Verilen Metin:
────────────────────────────────────────

Fransa’da ortaya çıkan milliyetçilik fikirleri, dönemin bütün imparatorlukları gibi Osmanlı Devleti’ni de etkilemiştir.
Osmanlı Devleti’nin etnik olarak çeşitliliği en fazla olan Balkanlar coğrafyasında başlayan Batı ve Slav eksenli Rus destekli ayrılıkçı hareketler sürecinde “Millet-i Sadıka” olarak nitelenen Ermeni nüfusu içerisindeki ayrılıkçı fikirlere sahip kesimler elbette ki vardı ve bunların kışkırtılması elbette ki unutulmamıştır.
Çarlık Rusyası’nın I. Petro’dan itibaren devlet politikası olarak belirlenen sıcak denizlere inme hedefleri doğrultusunda kullanılmak üzere Kafkaslar coğrafyasında tampon bir devlet kurdurulması için Gregoryan Eçmiyazin Ermeni Patrikliği merkez kabul edilerek uydu bir Ermenistan kurulması kabul edilmiştir.

────────────────────────────────────────

Görev: Osmanlı Devleti'ni etkileyen milliyetçilik ve ayrılıkçı hareketler üzerine olan metni, son cümlesinin ardından gelecek biçimde devam ettiriniz.

Veri Satırları:
────────────────────────────────────────

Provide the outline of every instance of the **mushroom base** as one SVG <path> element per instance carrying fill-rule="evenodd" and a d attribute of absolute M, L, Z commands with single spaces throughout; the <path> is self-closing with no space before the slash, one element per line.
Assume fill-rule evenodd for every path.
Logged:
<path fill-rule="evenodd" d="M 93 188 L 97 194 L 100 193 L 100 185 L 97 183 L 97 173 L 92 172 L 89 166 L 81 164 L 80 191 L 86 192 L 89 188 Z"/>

────────────────────────────────────────

Yanıt:
Rusya’nın bir devlet olarak tarih sahnesine çıktığı toprakların kadim Türk yurdu olmasına bağlı olarak bu toprakların kadim Türk nüfusunu kendisine bir tehdit görmesi nedeniyle belirlediği algı siyasetinin zamanla etnik temizlik ve sistemli bir soykırıma dönüşerek devam ettiği görülmektedir.
Özellikle 18. Yüzyıldan itibaren Azerbaycan ve Ahıska Türkleri, Karatay, Balkar, Tatar, Karaçay, Çeçen, Avar, Nogay Türkleri başta olmak üzere mukim diğer Müslüman nüfusa karşı zulüm siyasetinin devamı 1988-1994 yıllarında Ermenilerin, Azerbaycan toprağı Karabağ’ı işgal döneminde de Ermenilerle birlikte fiilen uygulanmıştır.
***
İkinci Dünya Savaşı’nın son günlerinde Amerika Birleşik Devletleri, İngiltere ve Sovyet Rusya tarafından Yalta Konferansı ile belirlenen İki Kutuplu Dünya Sistemi’nin doğu bloğu Varşova Paktı’nın misyonunu tamamlaması ile Sovyet Rusya’nın dağılma sürecinde Ermenistan 23 Eylül 1991’de Azerbaycan 18 Ekim 1991’de bağımsızlığını ilan etmiştir.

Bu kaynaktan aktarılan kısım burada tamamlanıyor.